- **DATASET RECORDS**:
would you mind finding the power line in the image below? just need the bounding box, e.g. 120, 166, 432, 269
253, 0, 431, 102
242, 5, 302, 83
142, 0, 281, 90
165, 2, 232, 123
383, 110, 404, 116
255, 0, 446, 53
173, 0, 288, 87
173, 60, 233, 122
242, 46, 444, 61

- **TASK INSTRUCTIONS**: Above are the records; copy all of them exactly.

- **YOUR RESPONSE**:
would you mind finding the power line in the image below? just need the bounding box, e.g. 120, 166, 432, 269
253, 0, 431, 102
242, 5, 302, 83
142, 0, 281, 90
165, 2, 232, 123
383, 110, 404, 116
255, 0, 446, 53
173, 0, 288, 87
173, 60, 233, 122
242, 46, 444, 61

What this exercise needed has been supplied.